● **Task goal**
From the entries below, copy each line in which the word "distant" occurs.

++++++++

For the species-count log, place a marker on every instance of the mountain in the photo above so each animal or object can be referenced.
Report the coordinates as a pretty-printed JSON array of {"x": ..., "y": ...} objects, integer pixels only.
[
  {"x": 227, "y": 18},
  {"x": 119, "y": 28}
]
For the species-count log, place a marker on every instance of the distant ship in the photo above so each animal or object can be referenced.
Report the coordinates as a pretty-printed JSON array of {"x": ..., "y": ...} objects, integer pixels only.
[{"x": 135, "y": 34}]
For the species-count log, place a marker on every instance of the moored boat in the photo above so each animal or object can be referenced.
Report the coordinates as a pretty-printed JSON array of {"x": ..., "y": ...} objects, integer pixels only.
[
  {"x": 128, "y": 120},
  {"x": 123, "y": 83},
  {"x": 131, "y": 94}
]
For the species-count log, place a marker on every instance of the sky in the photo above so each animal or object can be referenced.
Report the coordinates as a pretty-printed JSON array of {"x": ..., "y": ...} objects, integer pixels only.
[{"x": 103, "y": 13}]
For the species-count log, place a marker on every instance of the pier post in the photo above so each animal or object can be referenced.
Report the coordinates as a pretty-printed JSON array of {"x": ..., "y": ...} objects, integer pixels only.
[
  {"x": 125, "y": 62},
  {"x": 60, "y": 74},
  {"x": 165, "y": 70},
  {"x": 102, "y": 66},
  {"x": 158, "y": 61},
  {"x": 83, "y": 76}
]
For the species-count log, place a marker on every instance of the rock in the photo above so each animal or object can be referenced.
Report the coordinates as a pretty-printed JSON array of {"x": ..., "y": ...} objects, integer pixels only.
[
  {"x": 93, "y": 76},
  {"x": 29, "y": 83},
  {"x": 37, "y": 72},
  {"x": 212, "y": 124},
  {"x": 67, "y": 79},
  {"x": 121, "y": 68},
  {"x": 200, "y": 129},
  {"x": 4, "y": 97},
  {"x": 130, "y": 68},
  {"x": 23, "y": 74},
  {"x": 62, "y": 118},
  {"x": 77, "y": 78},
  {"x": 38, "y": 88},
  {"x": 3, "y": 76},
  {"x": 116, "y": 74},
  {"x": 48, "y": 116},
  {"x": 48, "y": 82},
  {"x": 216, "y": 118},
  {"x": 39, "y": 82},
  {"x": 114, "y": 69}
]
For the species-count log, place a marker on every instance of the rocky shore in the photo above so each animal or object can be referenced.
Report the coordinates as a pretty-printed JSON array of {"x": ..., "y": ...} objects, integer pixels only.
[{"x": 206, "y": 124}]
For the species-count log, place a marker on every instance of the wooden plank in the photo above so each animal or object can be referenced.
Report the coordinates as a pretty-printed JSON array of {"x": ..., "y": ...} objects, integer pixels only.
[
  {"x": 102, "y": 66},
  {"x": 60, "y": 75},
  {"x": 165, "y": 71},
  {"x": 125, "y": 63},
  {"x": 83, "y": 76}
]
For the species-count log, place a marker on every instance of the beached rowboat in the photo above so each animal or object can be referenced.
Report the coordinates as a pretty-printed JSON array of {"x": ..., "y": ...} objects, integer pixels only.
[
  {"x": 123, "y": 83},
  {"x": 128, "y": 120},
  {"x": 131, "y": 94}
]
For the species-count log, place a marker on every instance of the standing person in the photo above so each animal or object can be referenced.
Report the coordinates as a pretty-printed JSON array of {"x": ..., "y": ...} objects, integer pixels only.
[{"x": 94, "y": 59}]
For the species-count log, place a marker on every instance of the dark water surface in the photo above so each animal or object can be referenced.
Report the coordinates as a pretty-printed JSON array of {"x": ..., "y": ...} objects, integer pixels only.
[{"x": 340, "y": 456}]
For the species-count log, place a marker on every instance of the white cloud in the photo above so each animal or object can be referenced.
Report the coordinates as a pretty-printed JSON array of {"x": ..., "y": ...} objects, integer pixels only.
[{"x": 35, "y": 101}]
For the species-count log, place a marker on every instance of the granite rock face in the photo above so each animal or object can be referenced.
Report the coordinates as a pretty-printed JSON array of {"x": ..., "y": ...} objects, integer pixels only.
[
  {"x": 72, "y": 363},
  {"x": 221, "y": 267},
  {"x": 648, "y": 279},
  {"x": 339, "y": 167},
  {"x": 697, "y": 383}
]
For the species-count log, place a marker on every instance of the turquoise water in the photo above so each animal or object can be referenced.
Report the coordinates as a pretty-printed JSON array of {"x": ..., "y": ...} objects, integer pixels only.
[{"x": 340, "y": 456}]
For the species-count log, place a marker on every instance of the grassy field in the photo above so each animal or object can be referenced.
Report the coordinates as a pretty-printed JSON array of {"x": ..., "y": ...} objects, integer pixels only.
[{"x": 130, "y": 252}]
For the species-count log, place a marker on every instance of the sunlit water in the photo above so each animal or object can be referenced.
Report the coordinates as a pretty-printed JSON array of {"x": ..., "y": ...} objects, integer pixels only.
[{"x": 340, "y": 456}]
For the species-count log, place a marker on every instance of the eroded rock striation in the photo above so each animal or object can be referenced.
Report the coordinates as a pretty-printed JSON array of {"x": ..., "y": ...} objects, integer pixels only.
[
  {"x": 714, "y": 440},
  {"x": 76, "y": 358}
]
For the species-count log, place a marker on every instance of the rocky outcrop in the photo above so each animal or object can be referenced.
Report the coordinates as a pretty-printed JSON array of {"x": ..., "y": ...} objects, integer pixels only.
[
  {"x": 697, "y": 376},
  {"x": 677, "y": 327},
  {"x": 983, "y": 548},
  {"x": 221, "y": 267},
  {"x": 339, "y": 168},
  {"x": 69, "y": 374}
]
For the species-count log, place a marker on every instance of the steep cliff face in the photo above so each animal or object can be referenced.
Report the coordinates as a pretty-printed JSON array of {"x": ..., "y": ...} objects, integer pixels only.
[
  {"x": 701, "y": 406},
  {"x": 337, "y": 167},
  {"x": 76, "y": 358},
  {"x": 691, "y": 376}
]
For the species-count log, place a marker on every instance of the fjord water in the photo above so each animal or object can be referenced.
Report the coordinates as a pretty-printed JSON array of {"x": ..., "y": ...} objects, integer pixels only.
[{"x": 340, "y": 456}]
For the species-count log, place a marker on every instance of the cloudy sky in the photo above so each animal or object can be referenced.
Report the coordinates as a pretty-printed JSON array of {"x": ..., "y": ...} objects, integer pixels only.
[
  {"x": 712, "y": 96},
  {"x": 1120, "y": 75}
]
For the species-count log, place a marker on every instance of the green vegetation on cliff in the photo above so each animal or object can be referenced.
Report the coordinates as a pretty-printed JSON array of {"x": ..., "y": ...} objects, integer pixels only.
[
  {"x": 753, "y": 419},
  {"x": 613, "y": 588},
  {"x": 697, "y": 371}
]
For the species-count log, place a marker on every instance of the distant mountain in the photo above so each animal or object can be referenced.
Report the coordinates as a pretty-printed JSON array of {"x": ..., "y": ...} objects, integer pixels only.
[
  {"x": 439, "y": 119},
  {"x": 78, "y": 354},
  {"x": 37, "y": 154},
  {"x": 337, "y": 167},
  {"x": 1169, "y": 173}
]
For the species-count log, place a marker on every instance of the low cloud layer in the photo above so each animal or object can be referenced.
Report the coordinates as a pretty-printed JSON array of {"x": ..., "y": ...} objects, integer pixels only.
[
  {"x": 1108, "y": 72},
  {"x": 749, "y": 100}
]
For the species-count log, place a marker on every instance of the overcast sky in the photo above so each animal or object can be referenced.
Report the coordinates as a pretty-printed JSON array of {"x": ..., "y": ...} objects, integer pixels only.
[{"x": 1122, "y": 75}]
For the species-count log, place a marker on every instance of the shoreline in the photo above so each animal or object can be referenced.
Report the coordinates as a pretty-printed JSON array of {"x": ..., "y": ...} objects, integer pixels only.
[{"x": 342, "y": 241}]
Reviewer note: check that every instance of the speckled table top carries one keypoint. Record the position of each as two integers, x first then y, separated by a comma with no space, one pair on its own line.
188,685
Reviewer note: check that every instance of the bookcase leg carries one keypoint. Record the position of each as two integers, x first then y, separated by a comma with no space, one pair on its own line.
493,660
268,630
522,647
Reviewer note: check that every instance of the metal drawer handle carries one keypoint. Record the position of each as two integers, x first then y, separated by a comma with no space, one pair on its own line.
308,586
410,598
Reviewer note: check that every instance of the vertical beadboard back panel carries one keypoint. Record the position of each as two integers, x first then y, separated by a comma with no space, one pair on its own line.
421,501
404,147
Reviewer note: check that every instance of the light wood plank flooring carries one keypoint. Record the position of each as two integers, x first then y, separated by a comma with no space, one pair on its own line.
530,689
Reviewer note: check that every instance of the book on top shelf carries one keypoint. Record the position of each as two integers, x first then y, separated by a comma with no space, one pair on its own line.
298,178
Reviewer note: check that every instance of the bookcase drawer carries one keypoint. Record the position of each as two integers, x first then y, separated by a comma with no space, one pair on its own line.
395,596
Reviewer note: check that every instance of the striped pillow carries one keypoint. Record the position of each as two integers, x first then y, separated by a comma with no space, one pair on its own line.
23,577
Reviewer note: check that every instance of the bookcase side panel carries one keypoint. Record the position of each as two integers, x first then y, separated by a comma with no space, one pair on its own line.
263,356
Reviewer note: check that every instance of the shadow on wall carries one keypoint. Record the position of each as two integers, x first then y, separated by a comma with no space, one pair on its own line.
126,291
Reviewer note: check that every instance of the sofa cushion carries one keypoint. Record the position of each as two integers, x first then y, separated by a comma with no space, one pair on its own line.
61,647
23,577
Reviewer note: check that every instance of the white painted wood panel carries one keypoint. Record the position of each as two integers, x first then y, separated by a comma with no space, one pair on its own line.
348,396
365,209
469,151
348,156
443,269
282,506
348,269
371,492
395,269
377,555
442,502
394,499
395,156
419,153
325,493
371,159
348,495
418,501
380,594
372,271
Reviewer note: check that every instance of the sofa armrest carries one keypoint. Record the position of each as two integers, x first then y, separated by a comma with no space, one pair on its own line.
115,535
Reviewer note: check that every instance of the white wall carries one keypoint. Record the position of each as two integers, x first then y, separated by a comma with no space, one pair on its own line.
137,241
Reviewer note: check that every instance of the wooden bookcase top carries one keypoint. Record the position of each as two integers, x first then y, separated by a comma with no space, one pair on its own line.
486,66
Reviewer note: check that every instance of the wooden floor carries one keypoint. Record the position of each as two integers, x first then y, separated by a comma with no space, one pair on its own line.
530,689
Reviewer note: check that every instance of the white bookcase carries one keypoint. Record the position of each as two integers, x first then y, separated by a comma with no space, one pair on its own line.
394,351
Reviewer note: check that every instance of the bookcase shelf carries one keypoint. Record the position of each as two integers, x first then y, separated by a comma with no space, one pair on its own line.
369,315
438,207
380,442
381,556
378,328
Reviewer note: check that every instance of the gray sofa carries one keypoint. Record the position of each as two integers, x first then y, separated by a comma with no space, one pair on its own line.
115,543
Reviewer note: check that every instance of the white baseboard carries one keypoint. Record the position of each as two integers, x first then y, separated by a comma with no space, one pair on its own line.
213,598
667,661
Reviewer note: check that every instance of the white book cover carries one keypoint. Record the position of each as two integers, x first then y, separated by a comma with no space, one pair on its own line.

++++++++

● **Completed task**
For the species-count log, place a marker on every instance of the distant ship in the photo above so each animal or object can be referenced.
For the species-count log, place a marker on every instance of the distant mountain in the photo above so each animal or object can be referenced.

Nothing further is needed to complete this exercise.